Copy every entry precisely.

========================================================================

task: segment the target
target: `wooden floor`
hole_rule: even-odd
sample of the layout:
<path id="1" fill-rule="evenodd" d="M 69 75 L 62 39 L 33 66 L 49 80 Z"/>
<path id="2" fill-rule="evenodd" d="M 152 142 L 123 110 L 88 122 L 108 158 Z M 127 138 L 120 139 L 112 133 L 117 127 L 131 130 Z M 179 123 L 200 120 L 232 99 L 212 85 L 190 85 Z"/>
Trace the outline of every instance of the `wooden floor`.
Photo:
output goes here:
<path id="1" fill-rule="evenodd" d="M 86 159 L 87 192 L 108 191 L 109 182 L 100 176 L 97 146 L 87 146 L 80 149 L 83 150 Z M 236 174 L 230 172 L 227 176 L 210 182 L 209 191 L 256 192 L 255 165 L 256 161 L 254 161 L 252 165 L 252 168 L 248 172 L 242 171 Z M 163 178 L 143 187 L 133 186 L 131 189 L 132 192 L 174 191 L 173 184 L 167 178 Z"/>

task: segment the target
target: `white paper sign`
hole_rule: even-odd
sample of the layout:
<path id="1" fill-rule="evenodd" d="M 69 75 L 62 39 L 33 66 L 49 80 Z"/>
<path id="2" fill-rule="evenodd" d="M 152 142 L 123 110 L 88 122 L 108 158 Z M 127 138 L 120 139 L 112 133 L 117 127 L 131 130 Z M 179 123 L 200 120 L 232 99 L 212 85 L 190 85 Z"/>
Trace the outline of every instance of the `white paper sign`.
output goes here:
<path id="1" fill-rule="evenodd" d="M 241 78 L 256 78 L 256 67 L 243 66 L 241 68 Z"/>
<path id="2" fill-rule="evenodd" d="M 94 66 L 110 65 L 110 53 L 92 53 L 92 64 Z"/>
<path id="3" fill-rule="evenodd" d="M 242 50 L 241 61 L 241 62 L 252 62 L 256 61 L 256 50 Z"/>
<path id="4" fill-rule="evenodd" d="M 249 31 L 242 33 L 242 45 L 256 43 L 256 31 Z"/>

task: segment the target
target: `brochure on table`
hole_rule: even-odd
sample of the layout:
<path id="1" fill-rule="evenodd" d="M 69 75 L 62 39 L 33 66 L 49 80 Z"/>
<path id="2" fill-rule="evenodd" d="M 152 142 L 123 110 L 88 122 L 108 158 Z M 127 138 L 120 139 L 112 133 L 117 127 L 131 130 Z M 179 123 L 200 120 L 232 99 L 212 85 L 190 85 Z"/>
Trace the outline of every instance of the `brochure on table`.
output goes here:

========================================================================

◆ REPLY TO THE TASK
task: segment the target
target: `wooden floor`
hole_rule: even-odd
sample of the layout:
<path id="1" fill-rule="evenodd" d="M 69 75 L 62 39 L 33 66 L 49 80 Z"/>
<path id="2" fill-rule="evenodd" d="M 152 142 L 123 110 L 88 122 L 108 158 Z M 127 138 L 120 139 L 112 133 L 117 127 L 131 130 Z M 179 123 L 200 120 L 232 99 L 212 85 L 190 85 Z"/>
Trace the outline of every instance of the `wooden floor`.
Photo:
output goes here:
<path id="1" fill-rule="evenodd" d="M 86 159 L 87 192 L 108 191 L 109 182 L 100 176 L 97 146 L 87 146 L 80 149 L 83 150 Z M 236 174 L 230 172 L 227 176 L 210 182 L 209 191 L 256 192 L 255 165 L 256 161 L 254 161 L 252 165 L 252 168 L 248 172 L 242 171 Z M 163 178 L 143 187 L 133 186 L 131 189 L 132 192 L 174 191 L 173 184 L 167 178 Z"/>

task: segment the target
target: `white paper sign`
hole_rule: even-odd
sample of the layout:
<path id="1" fill-rule="evenodd" d="M 69 75 L 62 39 L 33 66 L 49 80 Z"/>
<path id="2" fill-rule="evenodd" d="M 152 142 L 123 110 L 88 122 L 108 158 Z M 127 138 L 120 139 L 112 133 L 117 127 L 131 130 Z M 179 123 L 200 120 L 232 99 L 212 85 L 190 85 Z"/>
Trace the outline of every instance of the `white paper sign`.
output goes here:
<path id="1" fill-rule="evenodd" d="M 241 78 L 256 78 L 256 67 L 243 66 L 241 68 Z"/>
<path id="2" fill-rule="evenodd" d="M 94 66 L 110 65 L 110 53 L 92 53 L 92 64 Z"/>
<path id="3" fill-rule="evenodd" d="M 242 50 L 241 61 L 241 62 L 252 62 L 256 61 L 256 50 Z"/>
<path id="4" fill-rule="evenodd" d="M 249 31 L 242 33 L 242 45 L 256 43 L 256 31 Z"/>

task: segment the target
target: `brochure on table`
hole_rule: even-odd
sample of the layout:
<path id="1" fill-rule="evenodd" d="M 69 75 L 62 39 L 33 66 L 49 80 Z"/>
<path id="2" fill-rule="evenodd" d="M 152 142 L 123 110 L 88 122 L 108 158 Z M 127 138 L 120 139 L 112 133 L 117 127 L 131 130 Z M 179 123 L 200 120 L 232 99 L 212 85 L 190 85 Z"/>
Trace the outline of every instance of the `brochure on table`.
output goes here:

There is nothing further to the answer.